### What is being asked
Show only those lines of the entries where the string "shirt" is found.

### Supplied data
• • • • •
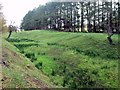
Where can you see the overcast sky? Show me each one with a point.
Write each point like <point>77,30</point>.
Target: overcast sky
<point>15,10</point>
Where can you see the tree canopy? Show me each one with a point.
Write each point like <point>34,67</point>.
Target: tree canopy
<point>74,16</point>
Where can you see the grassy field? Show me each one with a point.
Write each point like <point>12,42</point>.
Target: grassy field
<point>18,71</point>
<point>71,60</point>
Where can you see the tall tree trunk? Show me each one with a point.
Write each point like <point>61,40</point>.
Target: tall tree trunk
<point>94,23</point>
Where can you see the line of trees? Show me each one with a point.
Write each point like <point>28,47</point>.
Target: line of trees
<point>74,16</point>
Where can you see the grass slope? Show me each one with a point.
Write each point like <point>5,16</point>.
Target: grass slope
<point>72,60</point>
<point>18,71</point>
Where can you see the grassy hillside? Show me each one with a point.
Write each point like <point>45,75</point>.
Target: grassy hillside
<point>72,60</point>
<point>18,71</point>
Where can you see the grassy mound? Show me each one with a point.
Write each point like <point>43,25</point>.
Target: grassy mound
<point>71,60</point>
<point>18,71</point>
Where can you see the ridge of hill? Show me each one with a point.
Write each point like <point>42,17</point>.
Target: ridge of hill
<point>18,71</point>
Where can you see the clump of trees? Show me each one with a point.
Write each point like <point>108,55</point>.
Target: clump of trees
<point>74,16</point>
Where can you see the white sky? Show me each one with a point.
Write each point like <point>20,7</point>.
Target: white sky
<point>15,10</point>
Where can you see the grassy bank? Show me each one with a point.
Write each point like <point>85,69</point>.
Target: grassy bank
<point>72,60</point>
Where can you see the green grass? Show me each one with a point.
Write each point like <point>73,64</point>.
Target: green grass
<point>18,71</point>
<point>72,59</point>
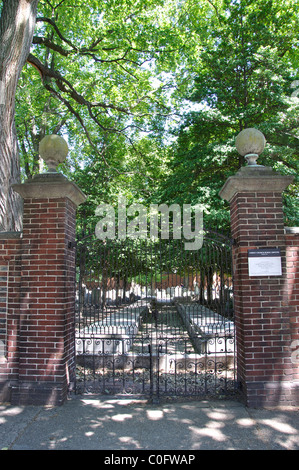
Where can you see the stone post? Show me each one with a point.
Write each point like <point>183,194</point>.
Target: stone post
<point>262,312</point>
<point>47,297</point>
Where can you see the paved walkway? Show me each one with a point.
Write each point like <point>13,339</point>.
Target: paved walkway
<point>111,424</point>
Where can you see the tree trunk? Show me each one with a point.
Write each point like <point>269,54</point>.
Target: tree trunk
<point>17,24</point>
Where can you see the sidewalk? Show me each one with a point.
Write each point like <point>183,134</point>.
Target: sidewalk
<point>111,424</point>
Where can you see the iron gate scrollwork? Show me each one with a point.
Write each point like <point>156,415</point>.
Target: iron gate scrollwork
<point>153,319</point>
• • • • •
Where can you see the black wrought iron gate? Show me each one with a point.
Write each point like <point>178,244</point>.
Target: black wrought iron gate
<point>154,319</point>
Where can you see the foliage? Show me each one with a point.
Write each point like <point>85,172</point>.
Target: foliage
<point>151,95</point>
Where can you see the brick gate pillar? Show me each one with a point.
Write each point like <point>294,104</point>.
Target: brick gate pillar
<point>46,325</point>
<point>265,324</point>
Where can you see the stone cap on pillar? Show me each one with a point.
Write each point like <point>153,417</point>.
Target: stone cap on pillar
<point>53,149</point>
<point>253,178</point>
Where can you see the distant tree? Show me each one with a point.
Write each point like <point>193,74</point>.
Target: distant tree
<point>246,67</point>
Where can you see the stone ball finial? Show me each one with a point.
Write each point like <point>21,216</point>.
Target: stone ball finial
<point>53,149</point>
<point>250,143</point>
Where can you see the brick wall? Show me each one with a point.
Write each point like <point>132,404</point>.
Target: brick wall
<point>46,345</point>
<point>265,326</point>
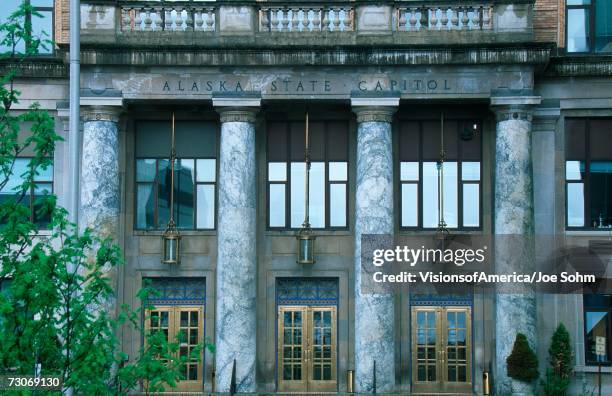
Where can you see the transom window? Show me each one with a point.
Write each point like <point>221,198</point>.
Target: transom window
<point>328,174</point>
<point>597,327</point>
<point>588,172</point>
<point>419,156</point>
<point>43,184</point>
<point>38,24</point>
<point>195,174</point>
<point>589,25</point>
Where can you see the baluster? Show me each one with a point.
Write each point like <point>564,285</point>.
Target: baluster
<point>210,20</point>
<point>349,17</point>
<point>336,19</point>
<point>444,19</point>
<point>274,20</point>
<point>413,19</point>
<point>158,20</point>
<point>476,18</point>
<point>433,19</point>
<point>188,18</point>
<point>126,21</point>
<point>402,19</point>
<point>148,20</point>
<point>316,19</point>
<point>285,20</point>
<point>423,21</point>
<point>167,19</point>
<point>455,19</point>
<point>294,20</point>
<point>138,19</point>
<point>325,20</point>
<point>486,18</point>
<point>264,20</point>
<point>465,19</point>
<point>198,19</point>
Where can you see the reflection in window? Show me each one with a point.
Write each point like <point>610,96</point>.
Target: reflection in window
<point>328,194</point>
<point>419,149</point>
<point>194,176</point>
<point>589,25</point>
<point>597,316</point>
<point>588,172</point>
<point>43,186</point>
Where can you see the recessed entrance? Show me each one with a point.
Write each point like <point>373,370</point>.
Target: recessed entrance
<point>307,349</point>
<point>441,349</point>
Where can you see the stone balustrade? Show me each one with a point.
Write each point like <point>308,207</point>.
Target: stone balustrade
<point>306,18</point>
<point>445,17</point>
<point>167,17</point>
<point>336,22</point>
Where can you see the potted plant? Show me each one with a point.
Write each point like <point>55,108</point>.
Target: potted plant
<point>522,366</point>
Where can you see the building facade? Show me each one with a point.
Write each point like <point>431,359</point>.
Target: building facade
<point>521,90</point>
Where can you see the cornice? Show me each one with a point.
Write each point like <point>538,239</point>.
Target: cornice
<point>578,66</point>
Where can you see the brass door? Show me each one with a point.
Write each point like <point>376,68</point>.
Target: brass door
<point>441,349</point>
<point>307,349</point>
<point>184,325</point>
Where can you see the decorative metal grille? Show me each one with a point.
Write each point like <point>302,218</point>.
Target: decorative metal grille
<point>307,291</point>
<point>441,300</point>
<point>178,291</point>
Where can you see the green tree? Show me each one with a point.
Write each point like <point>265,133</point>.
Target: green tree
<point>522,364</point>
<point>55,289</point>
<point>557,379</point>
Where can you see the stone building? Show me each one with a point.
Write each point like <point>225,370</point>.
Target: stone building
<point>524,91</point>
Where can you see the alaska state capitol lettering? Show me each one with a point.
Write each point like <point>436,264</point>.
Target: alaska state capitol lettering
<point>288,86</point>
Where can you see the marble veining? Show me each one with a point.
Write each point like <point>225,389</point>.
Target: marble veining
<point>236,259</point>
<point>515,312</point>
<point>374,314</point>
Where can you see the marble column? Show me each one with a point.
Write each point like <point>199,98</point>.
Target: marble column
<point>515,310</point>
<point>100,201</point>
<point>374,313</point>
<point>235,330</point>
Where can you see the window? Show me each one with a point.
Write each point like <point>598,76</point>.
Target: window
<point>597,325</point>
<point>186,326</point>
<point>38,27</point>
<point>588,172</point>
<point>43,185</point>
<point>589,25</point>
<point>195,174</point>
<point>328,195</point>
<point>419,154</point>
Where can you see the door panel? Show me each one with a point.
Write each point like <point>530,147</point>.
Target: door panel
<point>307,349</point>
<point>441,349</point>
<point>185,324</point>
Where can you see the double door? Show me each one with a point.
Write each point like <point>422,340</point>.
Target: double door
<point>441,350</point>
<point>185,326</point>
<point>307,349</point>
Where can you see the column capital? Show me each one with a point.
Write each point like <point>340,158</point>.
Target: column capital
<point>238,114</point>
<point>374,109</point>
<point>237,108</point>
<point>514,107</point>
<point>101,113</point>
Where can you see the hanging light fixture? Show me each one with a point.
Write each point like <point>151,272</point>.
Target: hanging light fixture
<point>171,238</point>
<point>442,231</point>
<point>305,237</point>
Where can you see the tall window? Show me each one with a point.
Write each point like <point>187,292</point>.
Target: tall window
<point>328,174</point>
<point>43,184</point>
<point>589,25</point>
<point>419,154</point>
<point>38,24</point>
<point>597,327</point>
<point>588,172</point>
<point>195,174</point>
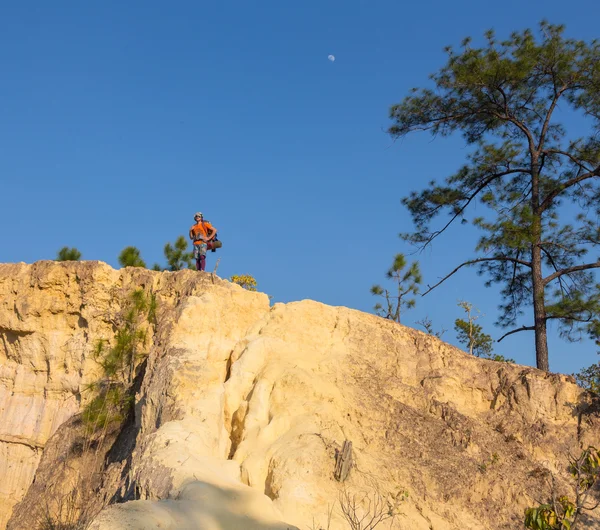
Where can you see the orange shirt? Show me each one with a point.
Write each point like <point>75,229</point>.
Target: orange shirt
• • • • •
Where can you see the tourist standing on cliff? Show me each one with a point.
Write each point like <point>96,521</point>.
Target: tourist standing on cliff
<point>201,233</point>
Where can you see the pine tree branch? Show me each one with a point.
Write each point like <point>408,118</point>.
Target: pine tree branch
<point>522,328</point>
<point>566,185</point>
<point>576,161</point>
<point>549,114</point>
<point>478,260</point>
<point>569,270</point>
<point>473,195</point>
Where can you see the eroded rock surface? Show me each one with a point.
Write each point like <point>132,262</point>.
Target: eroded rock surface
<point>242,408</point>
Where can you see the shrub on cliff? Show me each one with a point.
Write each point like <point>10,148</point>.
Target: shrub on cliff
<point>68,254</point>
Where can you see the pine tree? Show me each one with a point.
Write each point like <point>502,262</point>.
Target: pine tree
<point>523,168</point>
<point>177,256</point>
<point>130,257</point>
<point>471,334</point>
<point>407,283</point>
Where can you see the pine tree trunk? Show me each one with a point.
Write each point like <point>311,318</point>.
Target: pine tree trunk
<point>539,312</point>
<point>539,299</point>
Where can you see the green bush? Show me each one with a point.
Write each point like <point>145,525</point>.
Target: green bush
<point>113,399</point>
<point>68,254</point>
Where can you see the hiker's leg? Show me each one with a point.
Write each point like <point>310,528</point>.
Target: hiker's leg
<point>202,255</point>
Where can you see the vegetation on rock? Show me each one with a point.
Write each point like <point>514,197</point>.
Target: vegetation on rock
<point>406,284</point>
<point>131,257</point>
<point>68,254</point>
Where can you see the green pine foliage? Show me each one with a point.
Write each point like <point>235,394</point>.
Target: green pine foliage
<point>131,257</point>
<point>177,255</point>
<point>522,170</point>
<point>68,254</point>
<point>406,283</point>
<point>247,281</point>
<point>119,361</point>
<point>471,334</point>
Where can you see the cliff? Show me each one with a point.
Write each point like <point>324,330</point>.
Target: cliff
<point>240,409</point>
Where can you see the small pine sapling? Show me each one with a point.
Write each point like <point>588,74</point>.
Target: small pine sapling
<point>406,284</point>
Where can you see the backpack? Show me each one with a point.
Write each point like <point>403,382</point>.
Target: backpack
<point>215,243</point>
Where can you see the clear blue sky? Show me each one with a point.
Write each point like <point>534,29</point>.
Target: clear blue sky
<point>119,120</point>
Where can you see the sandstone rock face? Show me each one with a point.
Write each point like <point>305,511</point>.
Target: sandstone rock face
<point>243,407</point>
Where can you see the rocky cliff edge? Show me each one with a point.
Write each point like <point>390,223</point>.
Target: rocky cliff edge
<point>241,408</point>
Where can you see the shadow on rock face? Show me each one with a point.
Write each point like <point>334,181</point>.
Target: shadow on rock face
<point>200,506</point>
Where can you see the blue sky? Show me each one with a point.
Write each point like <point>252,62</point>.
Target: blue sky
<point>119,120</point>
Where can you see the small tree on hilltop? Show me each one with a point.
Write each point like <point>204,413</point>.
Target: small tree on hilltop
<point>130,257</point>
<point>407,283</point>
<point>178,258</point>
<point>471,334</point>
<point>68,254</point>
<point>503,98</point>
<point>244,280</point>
• • • • •
### Output for this task
Where can you see the orange shirt? Show me each one with a point.
Target: orange shirt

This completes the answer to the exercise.